• Testo di riferimento:
Secondo l’anonimo autore dell’articolo apparso il 1° gennaio 1918 sulla  «Brixner Chronik», nessuno può dubitare che una pace vittoriosa sia ormai vicinissima. Le notizie in arrivo dal fronte orientale e italiano raccontano tutte, senza eccezioni, di un nemico sul punto di cedere all’esercito imperiale e al suo alleato germanico. I tempi della guerra sembrano muoversi rapidamente al ritmo delle vittorie sbandierate dagli uffici di propaganda: ma questa serie di annunci rassicuranti non ha presa nella realtà. Nel giro di poche settimane, la Habsburgermonarchie scopre i tempi della prima grande protesta sociale; scioperi operai, dimostrazioni di piazza e tafferugli con le forze dell’ordine per l’assenza di cibo raccontano nel primo capitolo (Dem Ende entgegen: das letzte Kriegsjahr) di un paese ormai allo stremo delle forze. Sullo sfondo delle difficoltà materiali, anche il tessuto della lealtà politica alla monarchia comincia a disgregarsi. L’incapacità di rispondere alle necessità primarie della popolazione provoca un senso diffuso d’insofferenza nei confronti dell’autorità che è più forte nel segmento meridionale della regione, a ridosso delle aree di guerra con l’Italia, dove si è pagato dal 1915 il prezzo più alto del conflitto. La durissima disciplina imposta dai comandi militari ai tirolesi italiani e l’allontanamento coatto di circa 70.000 tirolesi italiani solo per il vago sospetto di connivenza con il partito irredentista, ritornano adesso sotto forma di un risentimento anti-austriaco diffuso.

Il cedimento definitivo del Südwestfront, dopo l’offensiva italiana del 24 ottobre 1918, non fa che esacerbare questi stati d’animo. Quando la sconfitta assume le proporzioni di un disastro irrimediabile – già alcuni giorni prima dell’attacco italiano, molti reggimenti ungheresi, croati e cechi hanno rifiutato di obbedire ai propri ufficiali – tutta la macchina degli uffici pubblici si arresta. Durante i primi giorni di novembre, le singole province austriache nominano governi provvisori (i cosiddetti Nationalräte) e a Vienna, mentre Carlo I sceglie la via dell’esilio, il 12 del mese viene proclamata la Repubblica. Quest’Austria «improvvisata» – osserva l’autore nel secondo capitolo (Der November 1918 in der Provinz) – soffre fin dall’inizio di un deficit di legittimazione politica. Nata nel pieno del crollo dell’esercito imperiale, con decine di migliaia di militari sbandati e privi di mezzi di trasporto per tornare a casa, è sopraffatta dalle dimensioni del caos. Nell’assenza di direttive da Vienna, sono i governi provvisori provinciali ad assumere un ruolo da protagonisti politici e amministrativi. Un Tiroler Nationalrat si è già costituito il 1° novembre del 1918, nel quale siedono come forza di maggioranza deputati dei vecchi partiti asburgici (i conservatori cattolici e i cristiano-sociali), fusi nella neonata Tiroler Volkspartei, in opposizione a ciò che resta dei socialdemocratici e dei Deutschfreiheitlichen.

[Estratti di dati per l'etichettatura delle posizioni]
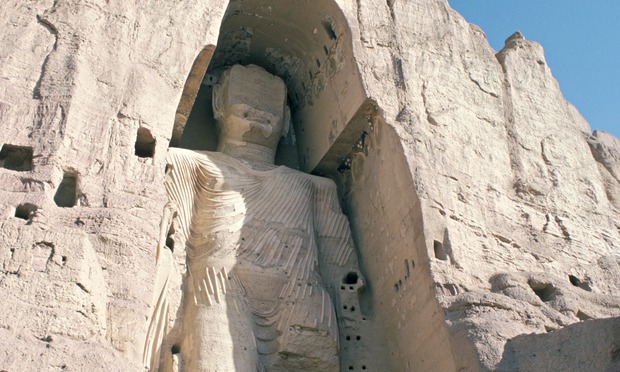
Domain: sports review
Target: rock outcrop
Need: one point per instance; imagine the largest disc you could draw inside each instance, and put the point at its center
(484, 211)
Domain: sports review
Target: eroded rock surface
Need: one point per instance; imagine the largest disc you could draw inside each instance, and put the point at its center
(483, 210)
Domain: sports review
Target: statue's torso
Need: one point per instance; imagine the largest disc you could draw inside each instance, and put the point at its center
(256, 226)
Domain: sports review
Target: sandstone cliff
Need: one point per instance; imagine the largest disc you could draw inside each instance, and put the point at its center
(485, 213)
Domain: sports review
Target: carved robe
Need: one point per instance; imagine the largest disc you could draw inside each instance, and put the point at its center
(266, 254)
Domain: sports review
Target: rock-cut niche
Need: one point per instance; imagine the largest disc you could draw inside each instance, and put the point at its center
(311, 50)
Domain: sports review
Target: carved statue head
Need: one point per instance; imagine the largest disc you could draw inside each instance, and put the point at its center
(249, 105)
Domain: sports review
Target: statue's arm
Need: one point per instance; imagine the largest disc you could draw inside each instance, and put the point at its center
(337, 255)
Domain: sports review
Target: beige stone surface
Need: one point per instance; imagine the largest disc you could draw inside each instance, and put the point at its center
(483, 211)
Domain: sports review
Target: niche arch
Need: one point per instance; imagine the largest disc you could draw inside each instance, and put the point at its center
(307, 44)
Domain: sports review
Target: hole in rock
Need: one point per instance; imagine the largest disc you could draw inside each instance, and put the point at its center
(24, 211)
(440, 253)
(574, 280)
(66, 194)
(329, 30)
(544, 291)
(18, 158)
(145, 143)
(170, 239)
(582, 316)
(351, 278)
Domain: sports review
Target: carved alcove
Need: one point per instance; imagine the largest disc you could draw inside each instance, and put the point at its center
(340, 132)
(311, 50)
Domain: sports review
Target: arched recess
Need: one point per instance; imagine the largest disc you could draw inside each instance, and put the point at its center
(308, 45)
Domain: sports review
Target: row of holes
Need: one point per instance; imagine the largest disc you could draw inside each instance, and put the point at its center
(19, 158)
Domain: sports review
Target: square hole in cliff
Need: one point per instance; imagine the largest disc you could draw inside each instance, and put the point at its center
(25, 211)
(66, 194)
(544, 291)
(18, 158)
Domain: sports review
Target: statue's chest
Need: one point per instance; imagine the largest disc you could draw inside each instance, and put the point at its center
(277, 196)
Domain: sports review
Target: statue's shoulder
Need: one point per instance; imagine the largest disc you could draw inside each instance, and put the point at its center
(176, 154)
(322, 183)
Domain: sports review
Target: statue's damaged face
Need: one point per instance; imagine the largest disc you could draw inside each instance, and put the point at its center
(250, 106)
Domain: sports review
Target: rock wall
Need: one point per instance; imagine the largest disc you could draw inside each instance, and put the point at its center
(484, 212)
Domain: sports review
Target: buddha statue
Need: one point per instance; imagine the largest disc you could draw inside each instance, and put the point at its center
(271, 272)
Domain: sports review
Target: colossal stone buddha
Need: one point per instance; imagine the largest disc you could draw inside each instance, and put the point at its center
(271, 273)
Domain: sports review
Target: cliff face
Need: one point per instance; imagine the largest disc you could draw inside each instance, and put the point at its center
(484, 212)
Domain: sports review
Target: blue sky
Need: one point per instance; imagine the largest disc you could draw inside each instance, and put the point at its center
(582, 46)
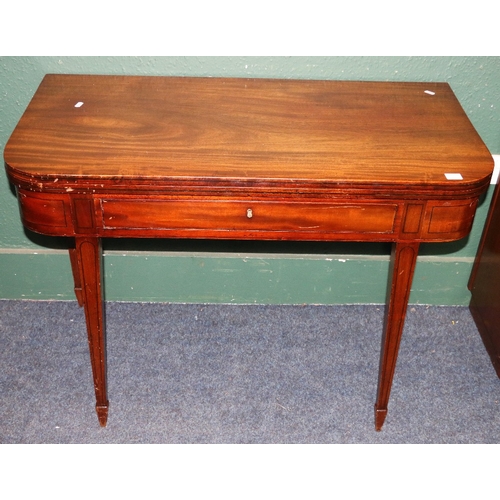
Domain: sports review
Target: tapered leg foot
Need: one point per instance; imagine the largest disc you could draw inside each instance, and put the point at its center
(403, 260)
(102, 413)
(380, 415)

• Quesiti e compiti:
1. Nel testo sulla fine della guerra in Tirolo, l'ultima frase elenca le forze politiche presenti nel Tiroler Nationalrat o a esso contrapposte. Riportale tutte.
2. Rispondi a queste domande sul testo sulla fine della guerra in Tirolo.
(a) In che data è apparso l'articolo sulla «Brixner Chronik»?
(b) Quanti tirolesi italiani furono allontanati con la forza?
(c) In che giorno fu proclamata la Repubblica a Vienna?

• Risposte ai compiti:
1.
- conservatori cattolici
- cristiano-sociali
- Tiroler Volkspartei
- socialdemocratici
- Deutschfreiheitlichen

2.
(a) Il 1° gennaio 1918.
(b) Circa 70.000.
(c) Il 12 novembre 1918.